── 元の文書

WebSocketでスマートテレビをリアル接続するぷらら:UXClip(27)
ひかりTV独自のスマートテレビリモコンの接続方法はWebSocketを用いた常時接続だ。その仕組みと開発意図を聞いた。
次世代のテレビを表すキーワードとして話題の「スマートテレビ」。いろいろなポジションの人が、それぞれに我田引水な解釈を披露する中、本を読んだり講演を聞いても、ふわふわとした印象だけが残り、「スゴそうだけど良く分からない」という感覚だけが通奏低音のように脳内再生される状態が続いていた。
だが、2012年9月に登場したひかりTVの「りもこんプラス」を、遅ればせながら実際に触る機会を得た今、「スマートテレビってこういことかも!」とユウレカ(古典ギリシャ語で「私は見つけた」「分かったぞ」といった意味)した自分がいる。
「りもこんプラス」というのは、セカンドスクリーンとして、iPadやAndroidタブレットをテレビのリモコン代わりに使うことのできる仕組みなのだが、スマートテレビのあり方を先取りすると同時に、テレビの見方を大きく変える可能性を秘めた「使える」サービスだ。1990年代後半に登場した「Web TV」、2002年の「ep」、2007年の「アクトビラ」と、ネットに関係したテレビ周りのサービスを実際に経験してきた筆者だが「使える」と感じたのは、これが初めてだ。
それは、単に便利だからというだけではない。その仕組みや技術的な背景を知れば知るほど「スマートテレビってこういうことか」という思いを強くする。「りもこんプラス」は、「WebSocket」と呼ばれるリアルタイムな双方向通信を実現するプロトコル上で提供されており、世界的に見ても極めて先進的な取り組みなのだ。WebSocketなどの、技術的な背景やタブレットをテレビのリモコン代わりに使うと何ができるのか、という説明は後段に回し、筆者が「気付いた」スマートテレビの本質について先に説明しておきたい。その方が、「りもこんプラス」の先進性が伝わりやすいと思う。
テレビは各機能がクラウドに移り「Ethernet端子付きディスプレイ」になる
結論からいうと、スマートテレビというのは、「テレビに内包されている各種機能をクラウド上にアンバンドルすること」である。図1を見てほしい。「リモコン」「チューナー(選局)」「録画機能≒見逃し視聴」といった機能はすべてクラウドから提供され、リビングに置かれるのは、ブラウザを搭載したEthernet端子付きディスプレイだけ。そこには、セット・トップ・ボックス(STB) すらない。クラウドから、ネットワーク経由で送信されてくるコンテンツを映すためのディスプレイがあれば、それ以上何も必要はない、それがスマートテレビなのだ。

────

**作業内容:** 元の文書で、ひかりTVの「りもこんプラス」が登場した時期はいつとされているか。

── 提供情報

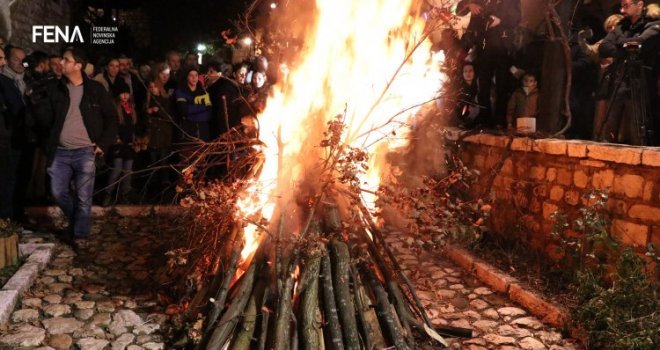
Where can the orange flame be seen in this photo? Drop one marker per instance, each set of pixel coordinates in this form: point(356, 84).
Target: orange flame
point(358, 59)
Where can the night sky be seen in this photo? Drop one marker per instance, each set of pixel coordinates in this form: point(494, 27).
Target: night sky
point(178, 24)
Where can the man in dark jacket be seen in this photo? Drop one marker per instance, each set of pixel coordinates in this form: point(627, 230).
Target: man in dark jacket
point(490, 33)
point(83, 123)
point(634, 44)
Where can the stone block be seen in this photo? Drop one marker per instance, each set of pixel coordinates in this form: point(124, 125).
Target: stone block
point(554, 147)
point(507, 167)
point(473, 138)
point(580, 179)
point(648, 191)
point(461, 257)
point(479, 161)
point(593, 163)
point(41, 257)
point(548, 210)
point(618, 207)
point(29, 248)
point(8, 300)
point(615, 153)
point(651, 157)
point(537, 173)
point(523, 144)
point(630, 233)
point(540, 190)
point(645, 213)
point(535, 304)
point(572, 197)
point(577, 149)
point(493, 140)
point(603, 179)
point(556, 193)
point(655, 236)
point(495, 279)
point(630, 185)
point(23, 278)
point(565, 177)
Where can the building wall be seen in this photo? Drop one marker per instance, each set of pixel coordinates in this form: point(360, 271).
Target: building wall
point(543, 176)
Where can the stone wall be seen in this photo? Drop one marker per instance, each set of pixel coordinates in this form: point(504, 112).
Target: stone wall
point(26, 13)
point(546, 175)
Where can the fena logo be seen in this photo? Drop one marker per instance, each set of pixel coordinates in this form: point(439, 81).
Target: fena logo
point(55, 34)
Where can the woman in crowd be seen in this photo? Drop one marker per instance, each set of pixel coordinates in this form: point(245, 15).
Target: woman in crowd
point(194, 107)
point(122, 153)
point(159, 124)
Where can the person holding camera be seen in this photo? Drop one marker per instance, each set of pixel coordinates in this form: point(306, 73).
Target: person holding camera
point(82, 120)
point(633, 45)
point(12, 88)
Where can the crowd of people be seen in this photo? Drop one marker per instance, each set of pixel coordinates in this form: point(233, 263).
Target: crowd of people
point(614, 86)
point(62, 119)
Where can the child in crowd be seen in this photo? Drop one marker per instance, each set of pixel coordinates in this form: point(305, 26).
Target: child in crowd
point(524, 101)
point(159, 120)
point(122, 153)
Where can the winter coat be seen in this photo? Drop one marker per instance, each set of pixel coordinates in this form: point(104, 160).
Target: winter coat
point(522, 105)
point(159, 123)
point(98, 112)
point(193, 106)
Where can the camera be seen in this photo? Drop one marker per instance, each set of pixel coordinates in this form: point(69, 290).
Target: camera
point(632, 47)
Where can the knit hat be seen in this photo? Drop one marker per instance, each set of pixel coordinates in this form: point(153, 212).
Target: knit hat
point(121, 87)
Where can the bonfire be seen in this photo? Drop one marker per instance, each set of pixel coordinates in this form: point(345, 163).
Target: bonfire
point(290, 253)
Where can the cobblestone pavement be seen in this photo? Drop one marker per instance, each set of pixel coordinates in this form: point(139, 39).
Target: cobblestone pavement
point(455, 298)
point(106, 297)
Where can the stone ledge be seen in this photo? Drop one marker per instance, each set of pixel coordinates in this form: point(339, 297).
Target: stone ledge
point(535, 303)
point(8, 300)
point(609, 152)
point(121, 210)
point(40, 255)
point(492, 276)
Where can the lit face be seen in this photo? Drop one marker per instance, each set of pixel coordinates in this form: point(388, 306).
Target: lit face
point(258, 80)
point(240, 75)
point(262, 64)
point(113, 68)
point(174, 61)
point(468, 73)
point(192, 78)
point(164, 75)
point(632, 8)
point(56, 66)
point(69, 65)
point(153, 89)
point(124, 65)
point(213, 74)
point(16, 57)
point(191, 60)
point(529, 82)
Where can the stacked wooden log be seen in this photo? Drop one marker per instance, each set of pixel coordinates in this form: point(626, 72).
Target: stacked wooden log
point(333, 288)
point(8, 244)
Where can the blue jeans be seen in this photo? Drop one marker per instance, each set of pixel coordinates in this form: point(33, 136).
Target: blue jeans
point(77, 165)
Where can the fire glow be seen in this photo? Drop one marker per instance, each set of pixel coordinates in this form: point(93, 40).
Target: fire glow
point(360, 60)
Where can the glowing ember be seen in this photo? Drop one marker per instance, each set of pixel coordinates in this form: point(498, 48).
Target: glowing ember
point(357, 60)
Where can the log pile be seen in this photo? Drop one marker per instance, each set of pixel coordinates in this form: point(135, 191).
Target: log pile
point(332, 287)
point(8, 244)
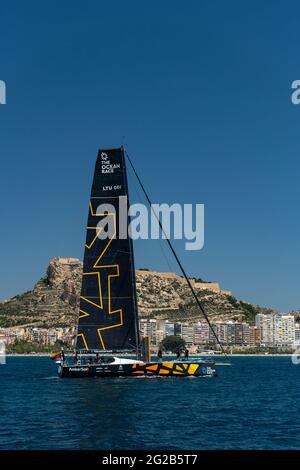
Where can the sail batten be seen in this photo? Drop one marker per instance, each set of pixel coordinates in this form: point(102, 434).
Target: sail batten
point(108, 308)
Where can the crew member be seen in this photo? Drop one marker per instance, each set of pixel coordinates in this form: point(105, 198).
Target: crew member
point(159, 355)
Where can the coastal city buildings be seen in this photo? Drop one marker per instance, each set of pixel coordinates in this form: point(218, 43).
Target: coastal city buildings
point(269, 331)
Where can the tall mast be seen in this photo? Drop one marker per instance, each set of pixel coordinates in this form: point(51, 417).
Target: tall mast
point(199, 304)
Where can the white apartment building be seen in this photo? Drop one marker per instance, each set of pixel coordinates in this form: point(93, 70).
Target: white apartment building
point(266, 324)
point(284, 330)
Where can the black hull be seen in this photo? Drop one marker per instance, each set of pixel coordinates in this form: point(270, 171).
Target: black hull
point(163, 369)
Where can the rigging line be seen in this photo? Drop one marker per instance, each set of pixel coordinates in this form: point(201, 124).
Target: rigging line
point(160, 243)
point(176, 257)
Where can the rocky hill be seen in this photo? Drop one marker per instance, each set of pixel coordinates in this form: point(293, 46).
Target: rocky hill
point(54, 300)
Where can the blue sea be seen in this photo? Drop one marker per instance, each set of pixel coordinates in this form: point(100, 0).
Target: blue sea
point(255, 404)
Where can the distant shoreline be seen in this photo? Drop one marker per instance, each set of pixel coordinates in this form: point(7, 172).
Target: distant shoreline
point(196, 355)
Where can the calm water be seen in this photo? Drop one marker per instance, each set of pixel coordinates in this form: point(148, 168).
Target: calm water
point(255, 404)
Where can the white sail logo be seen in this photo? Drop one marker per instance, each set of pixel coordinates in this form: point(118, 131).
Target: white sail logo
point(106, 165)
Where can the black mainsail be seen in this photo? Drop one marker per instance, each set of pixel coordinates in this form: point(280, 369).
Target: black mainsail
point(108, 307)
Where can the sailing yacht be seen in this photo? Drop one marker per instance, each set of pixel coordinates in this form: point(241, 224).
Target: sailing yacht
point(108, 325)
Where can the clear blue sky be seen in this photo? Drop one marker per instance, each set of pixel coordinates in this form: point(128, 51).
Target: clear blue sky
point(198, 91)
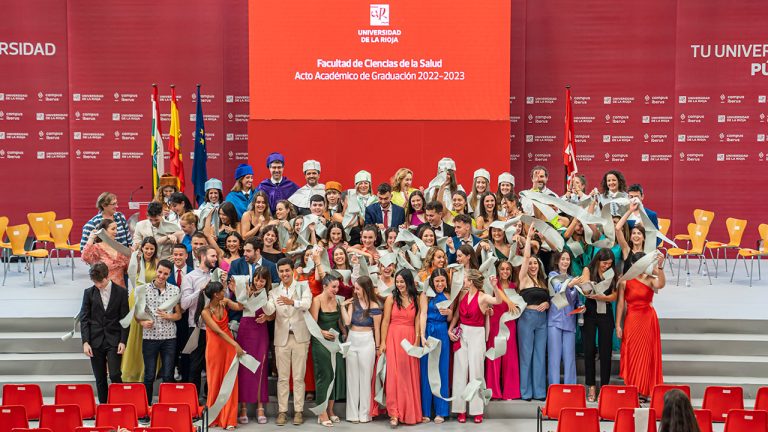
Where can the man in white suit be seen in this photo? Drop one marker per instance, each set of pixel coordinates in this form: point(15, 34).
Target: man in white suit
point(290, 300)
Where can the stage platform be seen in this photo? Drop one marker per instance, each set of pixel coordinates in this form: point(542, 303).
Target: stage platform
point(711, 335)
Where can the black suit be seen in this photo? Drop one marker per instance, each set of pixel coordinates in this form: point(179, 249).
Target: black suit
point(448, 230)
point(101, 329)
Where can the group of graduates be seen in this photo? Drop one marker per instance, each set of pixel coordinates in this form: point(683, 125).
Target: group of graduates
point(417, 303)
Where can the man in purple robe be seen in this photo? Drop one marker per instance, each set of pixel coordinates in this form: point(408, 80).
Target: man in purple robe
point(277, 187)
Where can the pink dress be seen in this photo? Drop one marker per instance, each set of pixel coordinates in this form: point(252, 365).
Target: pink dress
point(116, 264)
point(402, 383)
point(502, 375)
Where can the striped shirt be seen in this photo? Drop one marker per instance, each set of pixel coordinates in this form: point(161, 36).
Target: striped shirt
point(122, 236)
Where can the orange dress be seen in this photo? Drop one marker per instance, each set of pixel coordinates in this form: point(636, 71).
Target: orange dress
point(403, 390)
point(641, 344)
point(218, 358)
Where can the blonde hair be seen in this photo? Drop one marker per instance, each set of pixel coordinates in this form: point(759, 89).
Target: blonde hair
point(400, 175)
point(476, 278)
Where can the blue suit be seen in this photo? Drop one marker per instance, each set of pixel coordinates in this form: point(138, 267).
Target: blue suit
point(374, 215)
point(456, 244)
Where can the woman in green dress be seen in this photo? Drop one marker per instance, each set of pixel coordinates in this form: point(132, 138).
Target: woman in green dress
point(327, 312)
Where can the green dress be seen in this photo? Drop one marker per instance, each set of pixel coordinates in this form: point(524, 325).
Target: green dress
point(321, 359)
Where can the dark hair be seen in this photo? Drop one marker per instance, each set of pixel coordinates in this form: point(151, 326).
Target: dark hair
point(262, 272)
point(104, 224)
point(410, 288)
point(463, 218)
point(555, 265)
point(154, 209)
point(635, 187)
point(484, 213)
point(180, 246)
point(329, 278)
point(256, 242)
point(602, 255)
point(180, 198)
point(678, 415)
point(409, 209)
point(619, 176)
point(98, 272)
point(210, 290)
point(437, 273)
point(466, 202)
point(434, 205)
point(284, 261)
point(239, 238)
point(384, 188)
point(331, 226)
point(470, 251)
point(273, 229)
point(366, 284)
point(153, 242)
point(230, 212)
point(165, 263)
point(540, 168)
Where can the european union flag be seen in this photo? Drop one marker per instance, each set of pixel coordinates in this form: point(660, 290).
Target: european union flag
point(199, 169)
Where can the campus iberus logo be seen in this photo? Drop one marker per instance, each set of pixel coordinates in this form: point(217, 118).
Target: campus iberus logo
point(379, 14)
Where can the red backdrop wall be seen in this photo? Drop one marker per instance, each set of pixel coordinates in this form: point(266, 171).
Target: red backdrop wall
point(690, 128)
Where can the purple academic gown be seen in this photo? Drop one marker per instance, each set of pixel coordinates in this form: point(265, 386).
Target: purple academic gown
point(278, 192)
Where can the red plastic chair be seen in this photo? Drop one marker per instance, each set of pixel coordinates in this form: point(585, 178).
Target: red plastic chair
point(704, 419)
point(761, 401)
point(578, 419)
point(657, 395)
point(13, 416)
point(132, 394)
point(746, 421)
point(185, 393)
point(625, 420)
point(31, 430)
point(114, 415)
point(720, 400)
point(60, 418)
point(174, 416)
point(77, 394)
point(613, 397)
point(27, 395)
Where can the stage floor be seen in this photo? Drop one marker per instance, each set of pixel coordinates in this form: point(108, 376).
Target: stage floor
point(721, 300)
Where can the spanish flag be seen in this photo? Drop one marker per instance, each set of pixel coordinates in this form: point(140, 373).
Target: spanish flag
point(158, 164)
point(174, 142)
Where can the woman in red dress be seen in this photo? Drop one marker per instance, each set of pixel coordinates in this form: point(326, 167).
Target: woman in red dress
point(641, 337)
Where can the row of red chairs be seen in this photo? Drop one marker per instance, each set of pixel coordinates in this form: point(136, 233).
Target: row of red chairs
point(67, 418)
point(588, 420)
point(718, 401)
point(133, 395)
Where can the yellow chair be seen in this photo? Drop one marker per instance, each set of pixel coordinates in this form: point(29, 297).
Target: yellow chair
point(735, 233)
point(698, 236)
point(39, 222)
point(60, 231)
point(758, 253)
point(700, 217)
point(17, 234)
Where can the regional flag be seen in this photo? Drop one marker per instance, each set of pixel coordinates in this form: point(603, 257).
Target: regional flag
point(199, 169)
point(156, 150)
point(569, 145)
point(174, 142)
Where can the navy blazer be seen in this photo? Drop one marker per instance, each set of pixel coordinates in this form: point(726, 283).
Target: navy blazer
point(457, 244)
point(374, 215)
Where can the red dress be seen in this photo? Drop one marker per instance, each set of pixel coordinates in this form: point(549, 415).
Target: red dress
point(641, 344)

────

**解答:** 2012年9月。